- _Problem requirements_: I would like every entry below written out exactly.

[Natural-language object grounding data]
######
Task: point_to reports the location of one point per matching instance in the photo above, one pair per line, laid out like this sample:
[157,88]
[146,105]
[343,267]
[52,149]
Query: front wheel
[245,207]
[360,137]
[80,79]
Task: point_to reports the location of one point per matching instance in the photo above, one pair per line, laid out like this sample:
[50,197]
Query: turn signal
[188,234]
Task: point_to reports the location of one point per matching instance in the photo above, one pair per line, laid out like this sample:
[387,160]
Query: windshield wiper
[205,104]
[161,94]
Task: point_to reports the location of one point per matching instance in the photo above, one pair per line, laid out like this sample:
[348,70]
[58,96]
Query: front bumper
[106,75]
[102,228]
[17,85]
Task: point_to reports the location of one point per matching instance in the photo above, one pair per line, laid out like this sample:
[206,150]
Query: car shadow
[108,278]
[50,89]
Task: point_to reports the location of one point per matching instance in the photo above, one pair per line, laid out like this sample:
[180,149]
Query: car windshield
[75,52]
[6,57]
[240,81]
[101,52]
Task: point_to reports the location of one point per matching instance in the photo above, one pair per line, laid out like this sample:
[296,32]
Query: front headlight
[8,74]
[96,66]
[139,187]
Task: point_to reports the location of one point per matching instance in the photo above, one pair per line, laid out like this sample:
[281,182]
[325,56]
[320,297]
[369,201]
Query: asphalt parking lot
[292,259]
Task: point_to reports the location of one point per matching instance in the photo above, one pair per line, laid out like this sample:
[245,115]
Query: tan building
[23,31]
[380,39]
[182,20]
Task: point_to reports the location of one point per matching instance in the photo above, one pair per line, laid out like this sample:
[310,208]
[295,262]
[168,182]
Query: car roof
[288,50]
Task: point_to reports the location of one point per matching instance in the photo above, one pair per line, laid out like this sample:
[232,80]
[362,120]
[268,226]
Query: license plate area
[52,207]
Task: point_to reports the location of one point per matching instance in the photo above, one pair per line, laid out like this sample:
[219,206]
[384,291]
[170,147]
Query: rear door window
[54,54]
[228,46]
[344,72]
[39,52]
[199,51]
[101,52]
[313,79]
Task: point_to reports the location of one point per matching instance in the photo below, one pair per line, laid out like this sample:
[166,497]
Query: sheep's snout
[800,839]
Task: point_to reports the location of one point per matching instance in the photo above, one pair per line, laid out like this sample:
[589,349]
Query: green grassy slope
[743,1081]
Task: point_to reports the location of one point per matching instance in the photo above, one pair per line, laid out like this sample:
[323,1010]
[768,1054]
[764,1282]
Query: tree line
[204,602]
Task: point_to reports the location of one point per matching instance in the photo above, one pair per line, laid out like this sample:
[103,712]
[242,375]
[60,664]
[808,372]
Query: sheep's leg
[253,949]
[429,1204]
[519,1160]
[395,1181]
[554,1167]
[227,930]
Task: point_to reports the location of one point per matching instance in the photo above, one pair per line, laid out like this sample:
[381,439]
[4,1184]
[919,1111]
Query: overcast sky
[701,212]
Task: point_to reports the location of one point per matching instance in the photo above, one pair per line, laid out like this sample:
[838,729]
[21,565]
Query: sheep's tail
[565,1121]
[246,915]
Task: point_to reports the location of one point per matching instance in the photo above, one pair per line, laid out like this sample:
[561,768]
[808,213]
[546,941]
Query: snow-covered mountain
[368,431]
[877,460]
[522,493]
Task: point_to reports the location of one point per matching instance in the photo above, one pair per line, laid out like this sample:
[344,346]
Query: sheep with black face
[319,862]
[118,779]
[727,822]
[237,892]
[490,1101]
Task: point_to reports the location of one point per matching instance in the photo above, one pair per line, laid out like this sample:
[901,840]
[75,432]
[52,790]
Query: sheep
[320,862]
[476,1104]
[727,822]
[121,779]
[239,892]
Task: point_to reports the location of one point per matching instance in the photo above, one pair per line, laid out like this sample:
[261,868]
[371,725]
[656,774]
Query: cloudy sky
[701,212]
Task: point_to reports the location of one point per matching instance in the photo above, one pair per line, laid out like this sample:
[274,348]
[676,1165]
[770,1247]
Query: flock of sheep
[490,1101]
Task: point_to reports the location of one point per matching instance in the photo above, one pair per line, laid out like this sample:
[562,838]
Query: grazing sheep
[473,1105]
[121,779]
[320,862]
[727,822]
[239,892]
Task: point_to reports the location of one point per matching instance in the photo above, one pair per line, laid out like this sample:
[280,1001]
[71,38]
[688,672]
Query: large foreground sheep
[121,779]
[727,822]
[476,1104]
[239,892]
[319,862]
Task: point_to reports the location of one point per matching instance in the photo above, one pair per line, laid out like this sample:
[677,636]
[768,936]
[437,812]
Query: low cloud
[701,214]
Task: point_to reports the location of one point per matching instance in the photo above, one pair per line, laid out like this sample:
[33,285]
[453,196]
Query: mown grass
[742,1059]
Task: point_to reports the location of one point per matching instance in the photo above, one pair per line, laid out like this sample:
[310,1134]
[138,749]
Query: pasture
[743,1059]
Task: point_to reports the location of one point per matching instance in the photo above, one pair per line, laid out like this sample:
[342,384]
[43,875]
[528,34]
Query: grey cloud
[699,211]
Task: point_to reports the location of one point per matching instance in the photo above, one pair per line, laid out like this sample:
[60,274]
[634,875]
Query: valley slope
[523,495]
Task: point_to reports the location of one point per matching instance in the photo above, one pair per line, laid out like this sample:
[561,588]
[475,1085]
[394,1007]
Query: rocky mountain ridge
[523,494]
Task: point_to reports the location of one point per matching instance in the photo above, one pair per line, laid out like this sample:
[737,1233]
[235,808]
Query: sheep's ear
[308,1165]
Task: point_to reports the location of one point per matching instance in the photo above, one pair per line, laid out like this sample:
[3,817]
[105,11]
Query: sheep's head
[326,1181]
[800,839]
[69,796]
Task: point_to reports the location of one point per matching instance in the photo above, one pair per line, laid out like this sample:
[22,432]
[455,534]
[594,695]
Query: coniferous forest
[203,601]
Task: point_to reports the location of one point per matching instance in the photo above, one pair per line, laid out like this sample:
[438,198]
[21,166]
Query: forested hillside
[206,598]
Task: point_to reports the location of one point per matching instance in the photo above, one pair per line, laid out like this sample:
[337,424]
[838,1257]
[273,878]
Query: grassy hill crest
######
- _Reply_:
Task: point_to reports the location of one point per matching instance in the photo above, one pair per line, laid out like this sample:
[157,88]
[146,105]
[343,267]
[52,149]
Query: front wheel
[245,207]
[360,137]
[80,79]
Task: point_to reports the location of one point per matching instance in the photo above, one pair per line, laid out like this sample:
[50,197]
Query: turn signal
[188,234]
Task: point_to reports the location of one point per matching instance in the photo above, one pair per line, laid out like this sample:
[387,160]
Query: windshield wiper
[205,104]
[161,94]
Task: point_to reports the location of one point per matching instance in the photo above, one pair per line, laid out like this sample:
[348,70]
[58,96]
Query: front bumper
[106,75]
[102,228]
[17,85]
Task: point_to reports the location of one point per matching instance in the photo above, one pair per line, laid out like this sample:
[206,150]
Query: car shadow
[108,278]
[50,89]
Task: point_to reports the location of one point per matching instance in the photo above, one pair per line, laid out like this sample:
[180,149]
Query: car windshield
[75,52]
[6,57]
[240,81]
[101,52]
Task: point_to reports the location of one point per matching instance in the photo above, one pair per line, laid out like this sample:
[296,32]
Query: front headlight
[8,74]
[96,66]
[139,187]
Task: point_to reports the location of one point per matching instance in the photo above, one pair per line, laid out like this sample:
[281,182]
[325,56]
[320,297]
[369,201]
Query: asphalt parking lot
[292,259]
Task: point_to reports the location of one point per matching instance in the photo above, one pair per line, laid out like this sample:
[245,115]
Query: tan building
[23,31]
[380,39]
[182,20]
Task: point_to reports the location of one point per matching instance in the photo above, one pair per line, laid out like this sample:
[310,208]
[295,262]
[168,182]
Query: car roof
[288,50]
Task: point_to reports the location of one point per matching instance in the photo above, one pair per line, laid out like this sample:
[232,80]
[362,120]
[268,226]
Query: license plate area
[52,207]
Task: point_to reports the location of one point per matching instance in the photo above, one pair per line, laid out like this sample:
[219,206]
[384,291]
[170,147]
Query: rear door window
[54,54]
[228,46]
[344,72]
[39,52]
[199,51]
[101,52]
[313,79]
Task: point_to reports the location of one point per matching instance in the photo below, one pair per line, laid out like this sample:
[166,497]
Query: sheep's snout
[800,839]
Task: point_to reports the location of one point per matching instance in the photo above, one pair per line, laid out like this sample:
[589,349]
Query: green grassy slope
[743,1081]
Task: point_to reports the location of one point per matching instance in the photo above, one pair per line, laid out like this sample:
[323,1010]
[768,1054]
[764,1282]
Query: tree line
[204,602]
Task: point_to reports the location of one point per matching instance in the photo above, one pair per line, laid out like this sample:
[103,712]
[242,375]
[60,664]
[808,372]
Query: sheep's leg
[253,949]
[429,1204]
[519,1160]
[395,1181]
[554,1167]
[227,930]
Task: point_to reports the location of one point per matching instance in the photo above, one pair per line, laid out like this sample:
[381,439]
[4,1184]
[919,1111]
Query: overcast sky
[701,212]
Task: point_to reports the location of one point per matching instance in the photo above, one pair per line, laid out like this sample:
[838,729]
[21,565]
Query: sheep's tail
[565,1121]
[246,915]
Task: point_to reports the location of one point per matching instance in the photo above, one pair per line, laid out like this sample:
[561,768]
[808,213]
[546,941]
Query: snow-covered mountain
[368,431]
[877,460]
[522,493]
Task: point_to reports the location of one point per matching instance in the photo above, one pair per line, laid out like this sample:
[344,346]
Query: sheep with black face
[319,862]
[118,779]
[727,822]
[237,892]
[490,1101]
Task: point_to reports the location of one point per matching instance in the photo above, one pair per line, laid out like this sample:
[901,840]
[75,432]
[52,790]
Query: sheep
[320,862]
[476,1104]
[727,822]
[121,779]
[239,892]
Task: point_to reports the location of one point per matching instance in the photo above, one pair per line, laid out like this sample:
[261,868]
[371,725]
[656,774]
Query: cloudy sky
[701,212]
Task: point_to reports the location of one point per matching instance in the photo above, one pair per line, laid out like this sample:
[274,348]
[676,1165]
[770,1247]
Query: flock of sheep
[490,1101]
Task: point_to reports the location of one point per matching instance in the photo above, one pair per line, laid out like this sample:
[562,838]
Query: grazing sheep
[473,1105]
[121,779]
[320,862]
[727,822]
[239,892]
Task: point_to reports the location of one point per matching instance in the photo above, one pair per line, laid out like this sample:
[280,1001]
[71,38]
[688,672]
Query: large foreground sheep
[121,779]
[727,822]
[476,1104]
[239,892]
[319,862]
Task: point_to reports the location of one point per matching instance in the photo above, one pair per line, laid out like this sample:
[677,636]
[768,936]
[437,812]
Query: low cloud
[701,214]
Task: point_to reports the location of one point per matching instance in the photo above, one pair per line, laid out like this sample:
[33,285]
[453,196]
Query: mown grass
[742,1059]
Task: point_to reports the location of one point per matching instance in the photo above, one pair per line, laid out like this sample:
[310,1134]
[138,749]
Query: pasture
[743,1059]
Task: point_to reports the location of one point per matching instance in the photo above, one pair per line, laid out like this sample:
[342,384]
[43,875]
[528,34]
Query: grey cloud
[699,211]
Task: point_to reports the location of one point per matching instance in the photo above, one pair per line, laid out like this sample:
[60,274]
[634,875]
Query: valley slope
[523,495]
Task: point_to reports the location of one point per matching instance in the photo above, one pair per line, laid out like this sample:
[561,588]
[475,1085]
[394,1007]
Query: rocky mountain ridge
[523,494]
Task: point_to reports the location of one point per matching instance in the photo above, one pair per line, laid out like this sample:
[737,1233]
[235,808]
Query: sheep's ear
[308,1165]
Task: point_to reports the location of one point per matching instance in the photo above, one pair per line, laid out like this sample:
[3,817]
[105,11]
Query: sheep's head
[326,1181]
[800,839]
[69,796]
Task: point_to reports the location of one point per matching instance in the photo above, one pair per line, laid out like this sample:
[22,432]
[455,534]
[594,695]
Query: coniferous forest
[203,601]
Task: point_to reports the location of one point per matching instance in the photo above, one pair per line, laid out like this sample:
[438,198]
[21,166]
Query: forested hillside
[206,598]
Task: point_to reports the location of one point per matching instance in the photo above, one pair per line, laid out like this sample:
[337,424]
[838,1257]
[273,878]
Query: grassy hill crest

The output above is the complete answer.